**Task**
Reproduce every one of the records below word for word, changing nothing.
--- Information shown ---
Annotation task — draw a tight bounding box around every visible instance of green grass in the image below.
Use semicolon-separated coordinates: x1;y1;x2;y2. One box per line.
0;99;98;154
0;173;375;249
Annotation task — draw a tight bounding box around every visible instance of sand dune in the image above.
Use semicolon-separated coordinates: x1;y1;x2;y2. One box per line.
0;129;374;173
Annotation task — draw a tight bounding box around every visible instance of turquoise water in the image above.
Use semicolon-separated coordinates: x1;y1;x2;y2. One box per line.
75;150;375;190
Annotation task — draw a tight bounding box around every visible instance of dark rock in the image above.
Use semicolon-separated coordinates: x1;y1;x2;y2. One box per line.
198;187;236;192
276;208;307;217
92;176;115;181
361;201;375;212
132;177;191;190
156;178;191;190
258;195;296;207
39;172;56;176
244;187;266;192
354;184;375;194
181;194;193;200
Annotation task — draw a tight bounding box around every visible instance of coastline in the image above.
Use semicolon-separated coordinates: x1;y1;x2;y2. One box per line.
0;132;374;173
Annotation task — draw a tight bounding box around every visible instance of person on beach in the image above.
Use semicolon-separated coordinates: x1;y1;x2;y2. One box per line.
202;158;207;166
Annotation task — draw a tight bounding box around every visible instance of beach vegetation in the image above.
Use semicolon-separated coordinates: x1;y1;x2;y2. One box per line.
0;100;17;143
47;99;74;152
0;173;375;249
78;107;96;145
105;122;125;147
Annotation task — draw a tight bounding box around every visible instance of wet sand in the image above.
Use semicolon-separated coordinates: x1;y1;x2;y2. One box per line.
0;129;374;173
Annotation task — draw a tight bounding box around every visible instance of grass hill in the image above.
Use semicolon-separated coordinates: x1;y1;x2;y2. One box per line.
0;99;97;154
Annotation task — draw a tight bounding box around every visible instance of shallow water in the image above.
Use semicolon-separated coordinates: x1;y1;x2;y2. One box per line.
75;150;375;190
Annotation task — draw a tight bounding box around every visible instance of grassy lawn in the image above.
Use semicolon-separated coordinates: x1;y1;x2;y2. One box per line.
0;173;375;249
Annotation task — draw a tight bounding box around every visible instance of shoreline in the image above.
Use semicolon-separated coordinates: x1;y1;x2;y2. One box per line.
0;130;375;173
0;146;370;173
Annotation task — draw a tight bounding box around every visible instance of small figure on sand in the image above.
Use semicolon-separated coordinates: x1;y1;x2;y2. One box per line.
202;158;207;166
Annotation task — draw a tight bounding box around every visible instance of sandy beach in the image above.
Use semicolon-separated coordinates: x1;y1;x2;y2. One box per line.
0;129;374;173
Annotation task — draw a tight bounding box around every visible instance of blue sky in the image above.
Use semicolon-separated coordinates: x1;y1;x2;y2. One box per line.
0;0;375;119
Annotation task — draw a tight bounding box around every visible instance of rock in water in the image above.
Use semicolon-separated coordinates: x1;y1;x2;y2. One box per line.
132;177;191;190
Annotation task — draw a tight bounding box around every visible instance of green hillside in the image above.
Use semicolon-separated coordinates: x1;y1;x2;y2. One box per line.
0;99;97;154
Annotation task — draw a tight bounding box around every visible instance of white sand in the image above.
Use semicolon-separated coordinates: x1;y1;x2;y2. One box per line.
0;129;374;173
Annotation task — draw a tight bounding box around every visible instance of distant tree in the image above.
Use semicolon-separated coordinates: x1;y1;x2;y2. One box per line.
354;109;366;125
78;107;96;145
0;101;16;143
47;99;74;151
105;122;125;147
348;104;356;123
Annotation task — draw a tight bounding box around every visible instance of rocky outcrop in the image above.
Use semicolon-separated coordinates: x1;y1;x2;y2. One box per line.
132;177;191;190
---
**Final result**
Annotation task — draw a tight bounding box around every visible instance of green grass in the image below.
Use semicolon-separated coordinates: x1;y1;x2;y2. One box per line.
0;99;98;154
0;173;375;249
Annotation task — draw a tight bounding box around every visible instance of sand dune in the image above.
Use semicolon-separated coordinates: x1;y1;x2;y2. One box per line.
0;129;374;173
Annotation task — draw a tight bounding box around every visible instance of turquoise water in the image above.
Use semicolon-separated coordinates: x1;y1;x2;y2. One box per line.
75;150;375;190
Annotation task — draw a tight bounding box around every visible instance of dark rock in the image above.
Use semicolon-separated coordinates: x1;y1;x2;y2. One box per line.
198;187;236;192
276;208;307;217
92;176;115;181
361;201;375;212
132;177;191;190
156;178;191;190
258;195;296;207
39;172;56;176
244;187;266;192
354;184;375;194
181;194;193;200
Annotation task — draw a tight bounding box around every visible instance of coastline in the image above.
Use semicolon-separated coordinates: x1;y1;x2;y2. One box per line.
0;132;374;173
Annotation task — draw a tight bounding box around every visible instance of person on beach in the image above.
Use semicolon-separated coordinates: x1;y1;x2;y2. One box per line.
202;158;207;166
Annotation task — draw a tight bounding box around every visible instance of beach vegetation in the image above.
Use semicolon-separated coordinates: x1;y1;x2;y2. One box per line.
0;100;17;143
47;99;74;152
0;173;375;249
78;107;96;145
105;122;125;147
Annotation task — draw a tight bounding box around every visible instance of wet sand in the image above.
Use semicolon-separated coordinates: x1;y1;x2;y2. One box per line.
0;129;374;173
Annotation task — draw a tight bounding box around every visible instance of grass hill in the image above.
Use semicolon-separated coordinates: x1;y1;x2;y2. One box per line.
0;99;97;154
Annotation task — draw a tight bounding box around every visible instance of shallow water in the image above.
Use semicolon-separated coordinates: x1;y1;x2;y2. One box per line.
75;150;375;190
Annotation task — draw a tight bounding box around every visible instance of grassy lawn in the image above.
Use semicolon-separated coordinates: x1;y1;x2;y2. One box per line.
0;173;375;249
Annotation task — draw a tight bounding box around every visible instance of shoreline in the image above.
Use semicolon-separated coordinates: x1;y1;x2;y2. One box per line.
0;130;375;173
0;146;370;173
Annotation task — draw a tight bounding box around every visible instance of small figure on sand in the image above.
Use semicolon-separated coordinates: x1;y1;x2;y2. One box per line.
202;158;207;166
Annotation task — draw a tight bounding box around every visible instance of sandy beach in the image above.
Use semicolon-separated coordinates: x1;y1;x2;y2. One box per line.
0;129;374;173
Annotation task — draw a tight bounding box around every visible instance of blue sky in the image above.
Use semicolon-separated coordinates: x1;y1;x2;y2. One box per line.
0;0;375;119
Annotation task — draw a tight bounding box around every visible instance of rock in water in the image above.
Use semicolon-separated coordinates: x1;y1;x2;y2. One box per line.
132;177;191;190
Annotation task — draw a tight bounding box around every visible instance of green hillside in the image above.
Use semicolon-separated coordinates: x1;y1;x2;y2. One box per line.
0;99;97;154
Annotation task — draw a tight bounding box around every visible instance of white sand in the image above.
Use semicolon-separated coordinates: x1;y1;x2;y2. One box per line.
0;129;374;173
Annotation task — draw a tight bounding box around every visible instance of distant tree in the image above.
Use semicolon-separated coordinates: x1;y1;x2;y2. One box per line.
354;109;366;125
78;107;96;145
0;101;16;143
47;99;74;151
105;122;125;147
348;104;356;123
Annotation task — draw a tight bounding box around every visible instance of rocky outcrop in the image above.
Use semicolon-separated coordinates: x1;y1;x2;y2. One box per line.
132;177;191;190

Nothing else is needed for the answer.